Extract to read:
>> BEGIN

= Heinrich Thyssen =

German-Hungarian entrepreneur and art collector

Heinrich Thyssen (31 October 1875 – 26 June 1947), after 22 June 1907 Heinrich, Baron Thyssen-Bornemisza de Kászon et Impérfalva, was a Hungarian-German entrepreneur and art collector.

==Biography==
Thyssen was born in Mülheim an der Ruhr, the second son of German industrialist August Thyssen. Heinrich Thyssen had abandoned Germany as a young man and, after studying chemistry at the University of Heidelberg and philosophy at the University of London and obtaining a doctorate, he settled in Hungary in 1905 and married Baroness Margit Bornemisza de Kászon et Impérfalva (Csetény, Veszprém, 23 July 1887 – Locarno, 17 April 1971) in Vienna or Budapest on 4 January 1906 and became a citizen of Austria-Hungary.

In Vienna on 22 June 1907 he was adopted by his father-in-law, Gábor, Baron Bornemisza de Kászon et Impérfalva (Kolozsvár, 20 April 1859 – Budapest, 21 April 1915), the King's chamberlain who, having no sons of his own, adopted Heinrich. Franz Joseph I of Austria, King-Emperor of Austria-Hungary granted him the hereditary title and rank of a baron in the Hungarian nobility in 1907. His mother-in-law was English American Mathilde Louise Price (Wilmington, New Castle County, Delaware, 14 March 1865 – Locarno, 19 January 1959 and married at Vienna on 16 May 1883), who was a sister of Anne Hollingsworth Price (wife of Friedrich Wilhelm, Prince of Ardeck) and they were descendants of the Winthrop family, and related to Daniel M. Frost and John Kerry.

The couple lived at the castle of Rohonc until after World War I and the uprising of Béla Kun, when they fled and moved to The Hague in the Netherlands from where they directed some of the Thyssen commercial and industrial interests, including the Bank voor Handel en Scheepvaart. In 1926 he had refused to participate in the Vereinigte Stahlwerke AG, founded by his elder brother Fritz Thyssen, although becoming a board member, but kept his own inherited wealth, including his father's foreign investments and some German companies apart from the Thyssen steelworks, in a separate organization, the August Thyssensche Unternehmungen des In- und Auslandes, GmbH, today Thyssen-Bornemisza Group Holdings N.V. (TBG).

>> END

Instructions:
(1) Decide whether each statement below agrees with the Heinrich Thyssen biography, answering yes or no and quoting the words from the biography that settle it.
(a) Thyssen studied chemistry at the University of Heidelberg.
(b) Gábor Bornemisza had sons of his own.
(c) After fleeing Rohonc, the couple moved to Vienna.
(2) According to the Heinrich Thyssen biography, who founded the Vereinigte Stahlwerke AG?
(3) Please carry on the Heinrich Thyssen biography from its last sentence.

Dataset rows:
>> BEGIN

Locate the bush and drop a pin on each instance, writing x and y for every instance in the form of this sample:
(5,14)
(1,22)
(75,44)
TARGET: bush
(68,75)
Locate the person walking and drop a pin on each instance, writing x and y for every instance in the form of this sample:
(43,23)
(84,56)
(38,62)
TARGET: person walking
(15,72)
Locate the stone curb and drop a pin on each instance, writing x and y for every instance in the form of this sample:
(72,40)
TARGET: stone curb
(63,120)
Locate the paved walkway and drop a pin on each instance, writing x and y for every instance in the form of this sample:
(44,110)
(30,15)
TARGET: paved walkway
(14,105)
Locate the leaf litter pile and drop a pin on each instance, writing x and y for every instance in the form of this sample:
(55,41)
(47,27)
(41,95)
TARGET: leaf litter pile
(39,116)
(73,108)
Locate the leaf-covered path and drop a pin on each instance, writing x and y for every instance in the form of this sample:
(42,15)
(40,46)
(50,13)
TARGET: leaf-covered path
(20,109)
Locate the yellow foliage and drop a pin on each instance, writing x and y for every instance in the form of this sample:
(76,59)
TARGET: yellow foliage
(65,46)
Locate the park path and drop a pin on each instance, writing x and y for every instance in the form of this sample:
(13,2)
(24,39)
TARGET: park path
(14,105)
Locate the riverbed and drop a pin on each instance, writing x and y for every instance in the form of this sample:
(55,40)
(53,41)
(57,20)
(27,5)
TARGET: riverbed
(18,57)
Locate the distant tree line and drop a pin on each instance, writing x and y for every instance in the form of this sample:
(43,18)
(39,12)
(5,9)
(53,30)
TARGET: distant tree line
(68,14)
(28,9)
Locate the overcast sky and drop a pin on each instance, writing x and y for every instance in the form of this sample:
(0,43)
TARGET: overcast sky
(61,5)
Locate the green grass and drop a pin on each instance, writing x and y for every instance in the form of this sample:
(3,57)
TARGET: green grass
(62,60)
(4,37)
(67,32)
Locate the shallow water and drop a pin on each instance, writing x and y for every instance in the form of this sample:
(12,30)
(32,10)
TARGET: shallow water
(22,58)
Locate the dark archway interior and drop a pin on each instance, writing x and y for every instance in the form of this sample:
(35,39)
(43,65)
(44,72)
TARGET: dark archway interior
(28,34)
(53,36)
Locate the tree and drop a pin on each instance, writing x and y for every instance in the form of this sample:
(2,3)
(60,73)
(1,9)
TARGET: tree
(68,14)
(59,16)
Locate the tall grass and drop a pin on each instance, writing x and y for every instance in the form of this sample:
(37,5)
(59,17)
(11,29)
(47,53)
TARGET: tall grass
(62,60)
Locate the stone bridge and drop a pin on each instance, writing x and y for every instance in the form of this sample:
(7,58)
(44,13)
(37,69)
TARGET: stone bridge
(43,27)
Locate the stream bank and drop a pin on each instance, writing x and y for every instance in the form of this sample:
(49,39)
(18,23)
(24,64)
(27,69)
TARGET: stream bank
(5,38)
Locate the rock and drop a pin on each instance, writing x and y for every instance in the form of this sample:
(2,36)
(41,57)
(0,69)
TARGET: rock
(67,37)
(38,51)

>> END
>> BEGIN

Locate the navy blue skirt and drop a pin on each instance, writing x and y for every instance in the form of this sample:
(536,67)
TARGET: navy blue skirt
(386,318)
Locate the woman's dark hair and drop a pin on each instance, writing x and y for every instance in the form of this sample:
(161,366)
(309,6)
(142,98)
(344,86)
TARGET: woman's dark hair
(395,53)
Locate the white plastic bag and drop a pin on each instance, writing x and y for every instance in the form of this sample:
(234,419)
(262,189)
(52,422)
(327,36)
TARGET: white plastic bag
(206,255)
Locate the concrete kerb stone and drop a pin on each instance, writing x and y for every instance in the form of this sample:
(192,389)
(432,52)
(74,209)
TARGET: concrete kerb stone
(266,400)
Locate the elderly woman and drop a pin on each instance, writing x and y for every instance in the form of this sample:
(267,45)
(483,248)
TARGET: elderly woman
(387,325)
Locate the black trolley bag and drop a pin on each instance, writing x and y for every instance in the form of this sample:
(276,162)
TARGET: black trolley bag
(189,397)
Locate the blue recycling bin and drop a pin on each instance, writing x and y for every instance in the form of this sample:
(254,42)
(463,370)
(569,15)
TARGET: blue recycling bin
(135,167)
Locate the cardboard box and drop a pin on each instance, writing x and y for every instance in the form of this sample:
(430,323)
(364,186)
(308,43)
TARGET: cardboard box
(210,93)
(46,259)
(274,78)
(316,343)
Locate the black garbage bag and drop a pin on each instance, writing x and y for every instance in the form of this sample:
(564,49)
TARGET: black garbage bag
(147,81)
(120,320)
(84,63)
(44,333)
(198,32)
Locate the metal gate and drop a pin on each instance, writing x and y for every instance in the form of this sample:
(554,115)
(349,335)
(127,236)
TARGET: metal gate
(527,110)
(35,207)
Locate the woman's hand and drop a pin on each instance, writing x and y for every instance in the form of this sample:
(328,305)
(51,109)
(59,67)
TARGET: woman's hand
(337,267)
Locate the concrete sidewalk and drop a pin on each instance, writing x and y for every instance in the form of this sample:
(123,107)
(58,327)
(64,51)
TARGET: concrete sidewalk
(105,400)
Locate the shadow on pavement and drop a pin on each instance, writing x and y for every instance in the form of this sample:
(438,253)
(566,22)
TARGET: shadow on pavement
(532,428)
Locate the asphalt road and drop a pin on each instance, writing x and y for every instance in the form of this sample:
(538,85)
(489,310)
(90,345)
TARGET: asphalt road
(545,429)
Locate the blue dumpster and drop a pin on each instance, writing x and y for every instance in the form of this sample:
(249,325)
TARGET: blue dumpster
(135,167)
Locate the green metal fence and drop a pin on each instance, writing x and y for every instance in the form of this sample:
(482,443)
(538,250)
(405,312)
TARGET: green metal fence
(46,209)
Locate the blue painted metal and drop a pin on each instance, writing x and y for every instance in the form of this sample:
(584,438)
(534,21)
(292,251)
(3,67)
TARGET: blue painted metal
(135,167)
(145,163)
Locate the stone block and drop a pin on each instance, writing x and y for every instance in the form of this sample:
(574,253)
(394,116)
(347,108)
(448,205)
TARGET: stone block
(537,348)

>> END
>> BEGIN

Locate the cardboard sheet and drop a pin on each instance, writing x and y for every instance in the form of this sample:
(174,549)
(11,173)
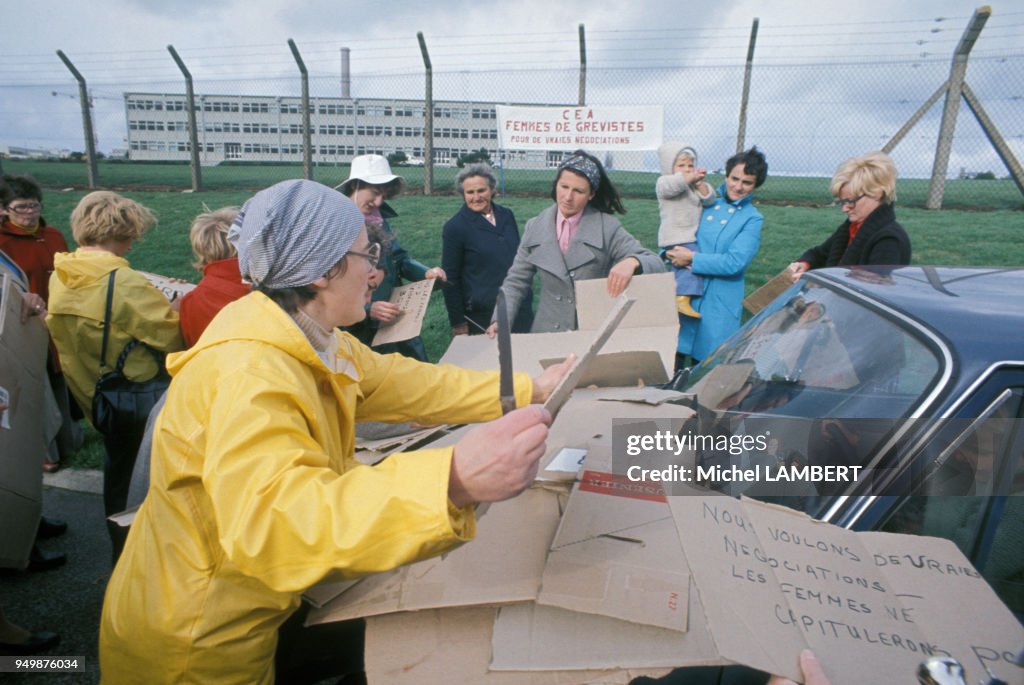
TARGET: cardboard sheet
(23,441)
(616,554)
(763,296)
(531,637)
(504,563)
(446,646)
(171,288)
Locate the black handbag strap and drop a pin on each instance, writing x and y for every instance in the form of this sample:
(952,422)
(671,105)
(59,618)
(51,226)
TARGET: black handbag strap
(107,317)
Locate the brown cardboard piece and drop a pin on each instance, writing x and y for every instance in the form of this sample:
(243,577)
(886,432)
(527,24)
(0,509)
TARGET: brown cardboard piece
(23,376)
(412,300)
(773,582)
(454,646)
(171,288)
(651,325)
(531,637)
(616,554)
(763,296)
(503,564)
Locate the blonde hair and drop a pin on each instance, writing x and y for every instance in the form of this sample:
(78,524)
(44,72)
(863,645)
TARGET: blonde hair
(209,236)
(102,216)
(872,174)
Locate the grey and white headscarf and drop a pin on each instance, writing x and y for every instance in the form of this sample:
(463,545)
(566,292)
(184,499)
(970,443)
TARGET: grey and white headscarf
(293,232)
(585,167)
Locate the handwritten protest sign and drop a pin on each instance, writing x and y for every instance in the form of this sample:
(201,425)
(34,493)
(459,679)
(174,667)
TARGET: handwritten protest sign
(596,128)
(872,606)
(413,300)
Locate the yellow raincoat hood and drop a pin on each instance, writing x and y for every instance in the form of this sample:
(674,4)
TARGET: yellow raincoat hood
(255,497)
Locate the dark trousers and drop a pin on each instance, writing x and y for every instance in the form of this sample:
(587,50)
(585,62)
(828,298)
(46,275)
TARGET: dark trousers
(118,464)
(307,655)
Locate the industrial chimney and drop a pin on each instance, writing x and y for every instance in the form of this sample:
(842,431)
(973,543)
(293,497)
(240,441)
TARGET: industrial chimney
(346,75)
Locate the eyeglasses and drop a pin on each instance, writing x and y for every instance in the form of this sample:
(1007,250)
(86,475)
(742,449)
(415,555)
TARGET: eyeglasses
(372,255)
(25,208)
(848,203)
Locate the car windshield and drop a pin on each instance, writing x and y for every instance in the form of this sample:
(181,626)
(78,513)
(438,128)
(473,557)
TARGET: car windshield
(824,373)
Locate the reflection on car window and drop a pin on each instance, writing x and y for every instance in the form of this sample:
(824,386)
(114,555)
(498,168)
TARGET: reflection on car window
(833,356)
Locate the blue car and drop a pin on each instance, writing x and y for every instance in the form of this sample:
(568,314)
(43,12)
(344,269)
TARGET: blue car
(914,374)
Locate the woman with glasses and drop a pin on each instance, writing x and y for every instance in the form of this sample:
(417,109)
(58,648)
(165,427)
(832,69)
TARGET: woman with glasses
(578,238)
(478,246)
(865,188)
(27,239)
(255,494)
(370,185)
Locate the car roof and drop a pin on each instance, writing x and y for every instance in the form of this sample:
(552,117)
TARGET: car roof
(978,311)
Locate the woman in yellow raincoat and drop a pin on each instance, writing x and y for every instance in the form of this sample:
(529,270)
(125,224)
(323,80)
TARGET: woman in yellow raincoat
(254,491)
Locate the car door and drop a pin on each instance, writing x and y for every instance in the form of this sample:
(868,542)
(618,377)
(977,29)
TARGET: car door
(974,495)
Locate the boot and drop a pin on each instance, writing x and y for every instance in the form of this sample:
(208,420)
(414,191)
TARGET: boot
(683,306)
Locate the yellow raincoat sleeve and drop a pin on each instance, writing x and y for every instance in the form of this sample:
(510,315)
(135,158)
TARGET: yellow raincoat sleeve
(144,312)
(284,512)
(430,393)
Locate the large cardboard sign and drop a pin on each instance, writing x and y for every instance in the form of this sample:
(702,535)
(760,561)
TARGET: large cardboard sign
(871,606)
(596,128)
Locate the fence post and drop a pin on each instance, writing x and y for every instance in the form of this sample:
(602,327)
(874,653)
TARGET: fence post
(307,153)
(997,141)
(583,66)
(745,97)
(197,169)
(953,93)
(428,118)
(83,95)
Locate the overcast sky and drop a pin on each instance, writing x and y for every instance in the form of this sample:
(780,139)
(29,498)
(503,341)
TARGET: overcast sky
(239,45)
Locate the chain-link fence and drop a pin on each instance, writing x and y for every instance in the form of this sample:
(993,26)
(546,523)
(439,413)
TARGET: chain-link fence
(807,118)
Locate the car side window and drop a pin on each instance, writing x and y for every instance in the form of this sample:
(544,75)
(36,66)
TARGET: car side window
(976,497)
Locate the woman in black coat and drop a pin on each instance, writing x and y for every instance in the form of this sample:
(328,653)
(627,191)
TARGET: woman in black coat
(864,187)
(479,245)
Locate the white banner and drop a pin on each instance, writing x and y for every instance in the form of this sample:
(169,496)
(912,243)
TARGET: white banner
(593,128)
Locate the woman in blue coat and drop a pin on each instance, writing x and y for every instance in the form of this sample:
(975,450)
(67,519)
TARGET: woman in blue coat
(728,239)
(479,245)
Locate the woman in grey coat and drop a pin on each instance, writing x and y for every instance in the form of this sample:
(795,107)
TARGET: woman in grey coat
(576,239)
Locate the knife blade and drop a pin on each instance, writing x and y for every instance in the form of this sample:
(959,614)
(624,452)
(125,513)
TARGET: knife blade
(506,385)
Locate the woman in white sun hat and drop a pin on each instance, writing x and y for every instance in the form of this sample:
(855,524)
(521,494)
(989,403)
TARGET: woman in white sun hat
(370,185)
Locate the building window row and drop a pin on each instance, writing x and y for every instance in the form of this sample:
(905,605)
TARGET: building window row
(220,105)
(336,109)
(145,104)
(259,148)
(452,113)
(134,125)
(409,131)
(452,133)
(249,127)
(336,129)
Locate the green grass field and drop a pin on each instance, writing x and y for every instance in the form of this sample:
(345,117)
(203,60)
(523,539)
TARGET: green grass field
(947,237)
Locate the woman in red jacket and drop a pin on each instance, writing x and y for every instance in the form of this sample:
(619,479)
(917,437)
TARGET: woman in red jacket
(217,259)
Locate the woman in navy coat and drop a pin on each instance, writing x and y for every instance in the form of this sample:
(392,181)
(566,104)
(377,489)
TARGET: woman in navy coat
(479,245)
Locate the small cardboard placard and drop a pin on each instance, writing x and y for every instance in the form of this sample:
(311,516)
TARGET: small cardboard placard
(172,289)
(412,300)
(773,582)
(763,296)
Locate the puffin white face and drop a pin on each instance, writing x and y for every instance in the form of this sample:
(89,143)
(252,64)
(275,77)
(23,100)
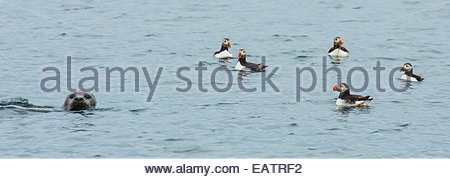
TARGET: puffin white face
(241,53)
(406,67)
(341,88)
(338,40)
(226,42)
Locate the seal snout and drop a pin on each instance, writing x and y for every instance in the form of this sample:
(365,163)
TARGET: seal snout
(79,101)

>> END

Results of the tasks:
(1)
(a) Yes: "after studying chemistry at the University of Heidelberg"
(b) No: "having no sons of his own"
(c) No: "moved to The Hague in the Netherlands"

(2) His elder brother, Fritz Thyssen.

(3)
In 1932, he moved to Lugano and started to enlarge his art collection, to which he had already been adding new items since the 1920s. His preference was for classic and modern painting, although he disliked 20th-century painting. Among other works, he bought from the estate of the American banker Otto Hermann Kahn, Maecenas of the Metropolitan Opera of New York, in 1935, the painting Portrait of a Knight by Vittore Carpaccio, which currently remains in the collection. In Europe he bought from many famous collections other famous paintings such as the portrait of Henry VIII of England by Hans Holbein the Younger from the Spencer collection.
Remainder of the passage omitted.